## Short task
Rewrite the data below with every "screenshot" changed to "photo" and nothing else altered. Don't include the pictures in your answer.
***** Records provided
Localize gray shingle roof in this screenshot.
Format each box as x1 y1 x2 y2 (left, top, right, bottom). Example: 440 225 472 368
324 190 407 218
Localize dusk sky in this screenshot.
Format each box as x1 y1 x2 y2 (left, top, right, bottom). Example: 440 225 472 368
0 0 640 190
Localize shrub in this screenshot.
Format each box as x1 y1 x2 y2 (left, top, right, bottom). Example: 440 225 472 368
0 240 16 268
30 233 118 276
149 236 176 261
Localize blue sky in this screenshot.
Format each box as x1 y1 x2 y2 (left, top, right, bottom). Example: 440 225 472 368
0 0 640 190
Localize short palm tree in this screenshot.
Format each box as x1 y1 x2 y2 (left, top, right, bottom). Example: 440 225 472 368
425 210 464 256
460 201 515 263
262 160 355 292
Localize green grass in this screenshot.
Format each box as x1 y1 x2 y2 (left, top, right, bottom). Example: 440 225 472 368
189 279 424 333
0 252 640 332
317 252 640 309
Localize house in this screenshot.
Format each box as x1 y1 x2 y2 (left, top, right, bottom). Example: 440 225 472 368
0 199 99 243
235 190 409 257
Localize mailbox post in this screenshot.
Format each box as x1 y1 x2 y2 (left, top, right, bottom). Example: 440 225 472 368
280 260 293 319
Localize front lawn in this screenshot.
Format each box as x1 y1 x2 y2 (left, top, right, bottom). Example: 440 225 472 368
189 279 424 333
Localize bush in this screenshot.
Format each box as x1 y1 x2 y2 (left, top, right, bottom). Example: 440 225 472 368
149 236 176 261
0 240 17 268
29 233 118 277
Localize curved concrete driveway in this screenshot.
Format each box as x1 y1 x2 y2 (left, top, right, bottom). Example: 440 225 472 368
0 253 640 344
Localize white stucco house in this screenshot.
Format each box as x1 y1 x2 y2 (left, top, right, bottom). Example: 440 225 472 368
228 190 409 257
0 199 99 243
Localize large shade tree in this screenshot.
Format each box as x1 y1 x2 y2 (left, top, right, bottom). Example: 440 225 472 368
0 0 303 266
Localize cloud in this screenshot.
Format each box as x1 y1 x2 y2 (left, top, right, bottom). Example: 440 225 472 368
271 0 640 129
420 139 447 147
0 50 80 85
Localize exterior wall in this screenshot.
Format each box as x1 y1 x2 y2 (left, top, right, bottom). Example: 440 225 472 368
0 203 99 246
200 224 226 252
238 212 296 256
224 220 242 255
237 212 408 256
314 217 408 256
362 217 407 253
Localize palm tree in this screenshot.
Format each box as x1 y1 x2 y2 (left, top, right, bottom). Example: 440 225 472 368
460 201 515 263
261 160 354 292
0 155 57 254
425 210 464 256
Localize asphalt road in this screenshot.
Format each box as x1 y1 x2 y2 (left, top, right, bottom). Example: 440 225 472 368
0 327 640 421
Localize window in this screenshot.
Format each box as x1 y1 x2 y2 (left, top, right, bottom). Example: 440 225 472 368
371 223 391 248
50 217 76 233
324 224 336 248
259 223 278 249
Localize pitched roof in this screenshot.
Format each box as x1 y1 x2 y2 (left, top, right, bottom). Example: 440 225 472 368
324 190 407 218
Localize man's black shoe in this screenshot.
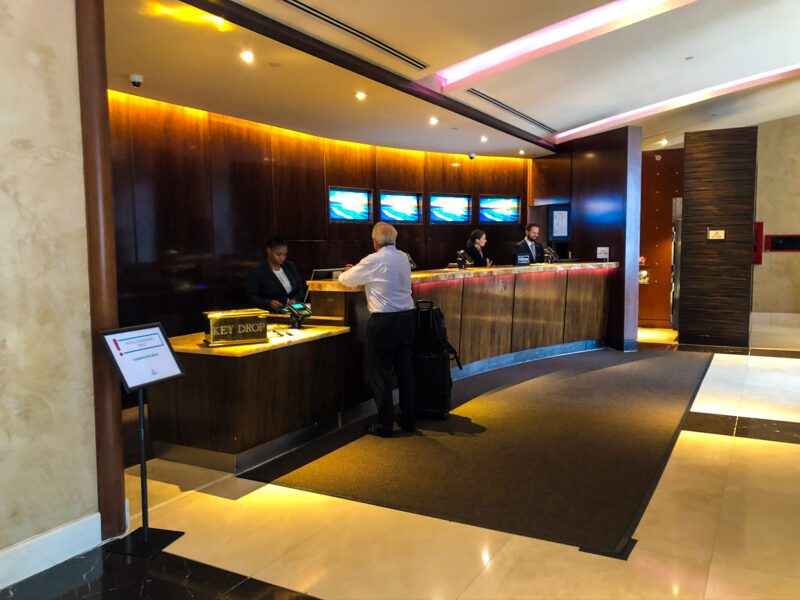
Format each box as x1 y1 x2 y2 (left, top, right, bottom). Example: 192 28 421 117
367 423 392 437
397 419 417 433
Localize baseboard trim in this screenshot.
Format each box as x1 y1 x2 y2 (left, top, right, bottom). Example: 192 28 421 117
450 340 603 381
0 512 103 590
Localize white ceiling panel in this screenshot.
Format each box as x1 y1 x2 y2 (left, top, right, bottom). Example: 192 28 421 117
106 0 545 156
452 0 800 130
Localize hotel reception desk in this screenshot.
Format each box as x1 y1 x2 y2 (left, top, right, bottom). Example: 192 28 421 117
308 262 619 405
148 324 350 473
148 263 618 473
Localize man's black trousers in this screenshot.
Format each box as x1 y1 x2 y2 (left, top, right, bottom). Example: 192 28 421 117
367 310 416 429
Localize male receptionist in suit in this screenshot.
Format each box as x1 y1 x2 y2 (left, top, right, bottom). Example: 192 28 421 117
511 223 544 265
247 236 306 312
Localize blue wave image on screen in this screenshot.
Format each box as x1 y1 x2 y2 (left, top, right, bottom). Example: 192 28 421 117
328 189 370 221
478 198 519 223
381 194 419 223
431 196 470 223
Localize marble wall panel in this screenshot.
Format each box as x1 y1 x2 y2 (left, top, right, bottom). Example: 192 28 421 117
0 0 97 549
753 115 800 313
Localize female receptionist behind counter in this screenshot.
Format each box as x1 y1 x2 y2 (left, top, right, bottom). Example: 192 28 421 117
247 236 306 312
467 229 492 267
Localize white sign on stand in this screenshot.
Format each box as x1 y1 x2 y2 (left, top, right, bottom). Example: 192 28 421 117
101 323 183 392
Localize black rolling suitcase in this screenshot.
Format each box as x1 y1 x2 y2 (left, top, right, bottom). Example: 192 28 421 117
413 300 462 419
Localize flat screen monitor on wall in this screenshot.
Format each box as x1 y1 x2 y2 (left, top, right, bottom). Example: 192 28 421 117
431 195 472 223
381 192 420 223
328 187 372 223
478 196 519 223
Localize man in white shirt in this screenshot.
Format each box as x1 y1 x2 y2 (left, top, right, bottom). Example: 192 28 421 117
511 223 544 265
339 222 416 437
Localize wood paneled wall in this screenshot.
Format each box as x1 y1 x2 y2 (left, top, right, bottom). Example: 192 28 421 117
678 127 758 347
109 92 530 335
639 148 683 328
564 127 642 350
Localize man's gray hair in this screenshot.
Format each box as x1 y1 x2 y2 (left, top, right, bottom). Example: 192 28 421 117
372 221 397 247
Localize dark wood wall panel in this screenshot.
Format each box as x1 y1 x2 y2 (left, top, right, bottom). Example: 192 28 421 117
272 128 328 240
564 269 611 343
460 275 514 364
564 127 642 350
376 146 425 194
639 148 683 327
678 127 758 347
109 92 530 335
108 94 136 270
412 279 464 350
209 114 276 307
425 152 475 195
511 271 567 352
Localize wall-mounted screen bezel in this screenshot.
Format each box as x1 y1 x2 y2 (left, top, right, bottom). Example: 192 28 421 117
328 185 372 223
478 194 522 225
428 194 472 225
378 190 422 225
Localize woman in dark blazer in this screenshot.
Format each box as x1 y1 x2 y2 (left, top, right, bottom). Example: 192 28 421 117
247 236 306 312
466 229 492 267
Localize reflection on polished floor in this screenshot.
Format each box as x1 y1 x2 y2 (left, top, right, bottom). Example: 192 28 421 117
109 355 800 599
636 327 678 344
692 354 800 423
750 313 800 351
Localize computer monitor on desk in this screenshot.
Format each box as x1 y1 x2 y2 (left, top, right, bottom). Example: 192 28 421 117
303 267 344 304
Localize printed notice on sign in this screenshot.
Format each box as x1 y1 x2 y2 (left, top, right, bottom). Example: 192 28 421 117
551 210 569 238
101 323 183 392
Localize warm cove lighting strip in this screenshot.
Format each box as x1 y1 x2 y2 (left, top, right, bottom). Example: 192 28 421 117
552 63 800 144
436 0 695 92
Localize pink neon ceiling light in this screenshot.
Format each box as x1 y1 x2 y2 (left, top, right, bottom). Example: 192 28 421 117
436 0 695 91
551 63 800 144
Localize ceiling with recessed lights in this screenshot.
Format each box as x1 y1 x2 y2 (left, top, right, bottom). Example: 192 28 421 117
106 0 800 156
**********
## Full response
Localize gray shingle roof in this photo.
Format each box as x1 y1 x2 y2 (left, top, right, bottom). Example: 440 225 472 368
324 190 407 218
Localize dusk sky in this photo.
Format each box as x1 y1 x2 y2 (left, top, right, bottom). Example: 440 225 472 368
0 0 640 190
Localize shrub in this photo.
Format each box as x1 y1 x2 y2 (left, top, right, bottom). Example: 440 225 472 368
0 240 16 268
30 233 118 276
149 236 176 261
Localize blue sky in this photo.
Format each box as x1 y1 x2 y2 (left, top, right, bottom). Example: 440 225 472 368
0 0 640 190
Localize short palm tree in this photo.
Format each box as x1 y1 x2 y2 (left, top, right, bottom). Example: 440 225 472 368
425 210 464 256
460 201 515 263
262 160 355 292
Localize green grass in this photo.
Format each box as x1 y1 x2 y2 (left, top, right, bottom). Example: 440 225 472 368
189 279 424 333
0 252 640 332
317 252 640 309
Localize house in this photo.
Format each box as x1 y1 x2 y2 (left, top, right, bottom). Example: 440 225 472 368
0 199 99 243
235 190 409 257
Localize mailbox post in this photo.
Format each box as x1 y1 x2 y2 (left, top, right, bottom). Example: 440 225 472 368
280 260 293 319
Localize front lawn in this photo.
Format each box as x1 y1 x2 y2 (left, top, right, bottom). Example: 440 225 472 368
189 279 424 333
Localize bush in this photo.
Format each box as x1 y1 x2 y2 (left, top, right, bottom). Example: 440 225 472 368
149 236 176 261
0 240 17 268
29 233 118 277
Localize curved concrete driveway in this photo.
Format each box as x1 y1 x2 y2 (left, top, right, bottom). Example: 440 225 472 368
0 253 640 344
Localize white stucco house in this photo.
Format each box as x1 y1 x2 y2 (left, top, right, bottom). Example: 440 225 472 368
228 190 409 257
0 199 99 243
Localize large shade tree in this photo.
Format each box as x1 y1 x2 y2 (left, top, right, bottom). Example: 440 225 472 368
0 0 303 266
Localize cloud in this photo.
Format each box as x1 y1 x2 y2 (left, top, right, bottom). Example: 440 225 472 368
271 0 640 129
420 139 447 147
0 50 80 85
Localize exterior wall in this photo.
Format each box as x1 y1 x2 y2 (left, top, right, bottom). Example: 440 225 472 368
0 203 99 246
200 224 226 252
238 212 296 256
224 220 242 255
237 212 408 256
314 217 408 256
362 217 407 253
Localize palm tree in this photo.
Format each box as x1 y1 x2 y2 (left, top, right, bottom). Example: 440 225 472 368
460 201 515 263
261 160 354 292
0 155 57 254
425 210 464 256
Localize asphalt road in this photo.
Format each box as x1 y1 x2 y2 (left, top, right, bottom). Example: 440 225 472 368
0 327 640 421
Localize window in this photo.
Format each box as x1 y1 x2 y2 (left, top, right, bottom). Example: 440 225 472 368
371 223 391 248
50 217 76 233
324 224 336 248
259 223 278 249
Localize pitched roof in this photo.
Format each box as x1 y1 x2 y2 (left, top, right, bottom). Example: 440 225 472 368
324 190 407 218
Localize man's black shoe in this photo.
Format each box as x1 y1 x2 y2 (left, top, right, bottom). Example: 192 28 421 117
367 423 392 437
397 419 417 433
Localize baseboard trim in this photo.
Format each box as x1 y1 x2 y2 (left, top, right, bottom). Example: 192 28 421 117
450 340 603 381
0 512 103 590
Localize white ceiling panel in this photo.
Format each box as x1 y1 x2 y2 (left, top, right, bottom). Example: 192 28 421 117
106 0 545 156
452 0 800 130
Localize hotel reception desk in this photo.
Format each box as x1 y1 x2 y2 (left, top, right, bottom). Example: 192 28 421 117
308 262 619 405
148 324 350 473
148 263 618 473
Localize man's black trousers in this photo.
Format each box as x1 y1 x2 y2 (left, top, right, bottom). Example: 192 28 421 117
367 310 416 429
Localize male receptionist in suit in this photo.
Format each box as x1 y1 x2 y2 (left, top, right, bottom). Example: 192 28 421 117
511 223 544 265
247 236 306 312
Localize blue wave image on screen in this photo.
Format each box as x1 y1 x2 y2 (left, top, right, bottom). Example: 192 28 421 117
328 189 370 221
478 198 519 223
381 194 419 223
431 196 470 223
Localize marble wall panel in this photo.
Format each box as x1 y1 x2 y2 (left, top, right, bottom). Example: 192 28 421 117
0 0 97 549
753 115 800 313
Localize female receptionist behind counter in this photo.
Format each box as x1 y1 x2 y2 (left, top, right, bottom). Example: 192 28 421 117
247 236 306 312
467 229 492 267
Localize white sign on stand in this photo.
Format each box as x1 y1 x2 y2 (left, top, right, bottom). Example: 192 28 421 117
101 323 183 392
Localize black rolling suitcase in this photo.
Format each box as x1 y1 x2 y2 (left, top, right, bottom). Example: 192 28 421 117
413 300 462 419
Localize flat screen monitor on wall in this photo.
Format each box as x1 y1 x2 y2 (left, top, right, bottom). Example: 192 28 421 117
431 195 472 223
381 192 420 223
328 187 372 223
478 196 519 223
Localize man in white shirt in this photo.
Format each box as x1 y1 x2 y2 (left, top, right, bottom). Example: 192 28 421 117
511 223 544 265
339 222 416 437
Localize wood paneled wall in this photo.
Format each box as x1 y1 x2 y2 (left, top, right, bottom). Example: 192 28 421 117
678 127 758 347
109 92 530 335
639 148 683 328
564 127 642 350
Localize man's gray hair in this photo.
Format each box as x1 y1 x2 y2 (left, top, right, bottom). Example: 192 28 421 117
372 221 397 247
Localize dark wood wall panel in this photo.
Format each box as x1 y1 x2 y2 (left, top, right, bottom). Example: 192 28 421 117
272 128 328 240
564 269 611 343
460 275 514 364
564 127 642 350
376 146 425 194
639 148 683 327
678 127 758 347
109 92 530 335
108 94 136 270
412 279 464 350
209 114 276 307
425 152 475 195
511 271 567 352
Localize wall-mounted screen bezel in this photo.
Format each box as x1 y1 x2 y2 (left, top, right, bottom). Example: 192 28 421 117
328 185 372 223
478 194 522 225
428 194 472 225
378 190 422 225
Localize woman in dark blazer in this photo.
Format each box as x1 y1 x2 y2 (left, top, right, bottom). Example: 192 28 421 117
247 236 306 312
466 229 492 267
Localize reflection on polished floor in this photo.
Format each box as x1 y1 x2 y2 (left, top, right, bottom). Example: 192 28 421 117
109 355 800 599
636 327 678 344
692 354 800 423
750 313 800 351
Localize computer monitor on desk in this photo.
Format each box as x1 y1 x2 y2 (left, top, right, bottom). Example: 192 28 421 117
303 267 344 304
Localize printed notice on sign in this photo.
Format each box as x1 y1 x2 y2 (left, top, right, bottom). Example: 192 28 421 117
551 210 569 238
101 323 183 392
Localize warm cove lighting strip in this photo.
Format each box as x1 y1 x2 y2 (left, top, right, bottom). Example: 192 28 421 117
552 63 800 144
436 0 695 92
Localize pink neon ceiling light in this photo.
Format each box as x1 y1 x2 y2 (left, top, right, bottom). Example: 192 28 421 117
436 0 695 91
551 63 800 144
Localize ceiling with recessed lights in this photo.
Format each box as x1 y1 x2 y2 (left, top, right, bottom). Example: 192 28 421 117
106 0 800 156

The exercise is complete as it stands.